## SUPPLIED TEXT
====

Detco, Inc. v. Breier

Decision Date31 October 1972
Docket NumberCiv. A. No. 72-C-121.
Citation349 F. Supp. 537
PartiesDETCO, INC., a Wisconsin Corporation, Plaintiff, v. Harold BREIER et al., Defendants.
CourtU.S. District Court — Eastern District of Wisconsin

John J. Valenti, Milwaukee, Wis., for plaintiff.

E. Michael McCann, Dist. Atty., Milwaukee, Wis., for defendants E. Michael McCann, Milwaukee, Wis., his successors, et al.

Joseph McGinn, Asst. City Atty., Milwaukee, Wis., for defendant Harold Breier.

DECISION AND ORDER

REYNOLDS, District Judge.

In this civil rights case the plaintiff, a theatre corporation, is seeking declaratory and injunctive relief against the enforcement of Wisconsin's obscenity statute, Wis.Stats. § 944.21, on the ground that as construed and as applied to it, the statute violates the First Amendment. Jurisdiction is founded on 28 U.S.C. § 1343(3) and (4) and 42 U.S.C. § 1983. The matter is before me on plaintiff's motions for a three-judge court and a temporary restraining order against the pending state prosecution. I grant both requests.

On February 24, 1972, the defendants entered plaintiff's theatre pursuant to a search warrant and seized the film Sexual Liberty Now without notice to plaintiff or an adversary hearing. Plaintiff immediately sought the film's return on the ground that it was unlawfully seized. The film was returned on March 3, 1972, before the legality of the film's seizure was decided. Counsel for plaintiff now focuses attention on the criminal prosecution itself.

====

## EXTRACTED RECORDS
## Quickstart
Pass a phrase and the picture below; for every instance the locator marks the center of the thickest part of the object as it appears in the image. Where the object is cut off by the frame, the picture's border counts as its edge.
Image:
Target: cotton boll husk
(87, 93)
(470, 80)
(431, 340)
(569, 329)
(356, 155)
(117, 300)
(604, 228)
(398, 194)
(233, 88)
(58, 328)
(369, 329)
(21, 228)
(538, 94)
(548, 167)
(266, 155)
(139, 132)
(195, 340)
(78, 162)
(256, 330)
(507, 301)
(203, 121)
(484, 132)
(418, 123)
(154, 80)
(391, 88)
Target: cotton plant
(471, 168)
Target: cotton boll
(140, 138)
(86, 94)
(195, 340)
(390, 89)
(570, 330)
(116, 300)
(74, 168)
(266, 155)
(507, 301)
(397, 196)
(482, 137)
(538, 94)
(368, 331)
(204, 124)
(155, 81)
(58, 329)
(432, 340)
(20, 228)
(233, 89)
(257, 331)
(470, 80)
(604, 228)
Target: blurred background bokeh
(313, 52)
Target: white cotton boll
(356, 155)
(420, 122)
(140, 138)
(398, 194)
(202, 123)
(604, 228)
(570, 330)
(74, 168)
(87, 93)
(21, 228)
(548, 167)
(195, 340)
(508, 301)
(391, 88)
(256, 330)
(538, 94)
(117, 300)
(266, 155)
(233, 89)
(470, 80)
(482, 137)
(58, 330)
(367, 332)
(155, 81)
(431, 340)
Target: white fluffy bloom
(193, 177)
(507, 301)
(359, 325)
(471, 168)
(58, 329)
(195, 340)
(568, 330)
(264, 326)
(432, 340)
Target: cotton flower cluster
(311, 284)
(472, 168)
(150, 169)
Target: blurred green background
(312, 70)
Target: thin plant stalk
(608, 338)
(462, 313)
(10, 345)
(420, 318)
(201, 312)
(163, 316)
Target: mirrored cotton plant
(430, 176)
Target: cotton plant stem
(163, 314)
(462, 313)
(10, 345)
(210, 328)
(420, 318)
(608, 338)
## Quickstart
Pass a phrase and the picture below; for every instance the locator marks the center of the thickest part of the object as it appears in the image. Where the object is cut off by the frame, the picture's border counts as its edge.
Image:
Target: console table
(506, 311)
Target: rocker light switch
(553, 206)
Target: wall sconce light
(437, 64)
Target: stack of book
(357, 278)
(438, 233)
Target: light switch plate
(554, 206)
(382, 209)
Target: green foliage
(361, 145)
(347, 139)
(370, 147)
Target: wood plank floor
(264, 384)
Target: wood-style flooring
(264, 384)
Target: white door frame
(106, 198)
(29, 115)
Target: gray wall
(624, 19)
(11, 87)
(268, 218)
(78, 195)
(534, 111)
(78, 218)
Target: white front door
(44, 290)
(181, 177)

====

## PROBLEMS TO SOLVE
1. Please condense the paragraph of the court decision that begins "On February 24, 1972, the defendants entered" into a short list of its main facts.
2. Carry the court decision forward from its last sentence, in the same judicial voice.

## RESPONSE LIST
1.
- On February 24, 1972, the defendants entered the plaintiff's theatre under a search warrant.
- They seized the film Sexual Liberty Now, with no notice to the plaintiff and no adversary hearing.
- The plaintiff at once sought the film's return, claiming the seizure was unlawful.
- The film was returned on March 3, 1972, before anyone ruled on whether the seizure was legal.
- Plaintiff's counsel is now concentrating on the criminal prosecution itself.

2.
This court has previously dealt with the issues raised by plaintiff's request for a three-judge court in Bruno v. Warren (Misurelli v. Warren), 344 F. Supp. 97 (E.D.Wis. filed July 20, 1972). Here, as in those cases, plaintiff claims that Wis.Stats. § 944.21, as construed by the Wisconsin Supreme Court in State v. Kois, 51 Wis.2d 668, 188 N.W.2d 467 (1971), rev'd per curiam, Kois v. State, 408 U.S. 229, 92 S.Ct. 2245, 33 L.Ed.2d 312 (1972), and Court v. State, 51 Wis.2d 683, 188 N.W.2d 475 (1971), petition for certiorari filed 40 U.S.L.W. 3224 (U.S., September 22, 1971) (No. 71-411), violates the First Amendment. Here, as in those cases, plaintiff claims that the authoritative interpretation given § 944.21 in Kois and Court by the Wisconsin Supreme Court precludes it from obtaining an adequate state forum in which to assert its First Amendment rights and therefore makes abstention under Younger v. Harris, 401 U.S. 37, 91 S.Ct. 746, 27 L.Ed.2d 669 (1971), inappropriate.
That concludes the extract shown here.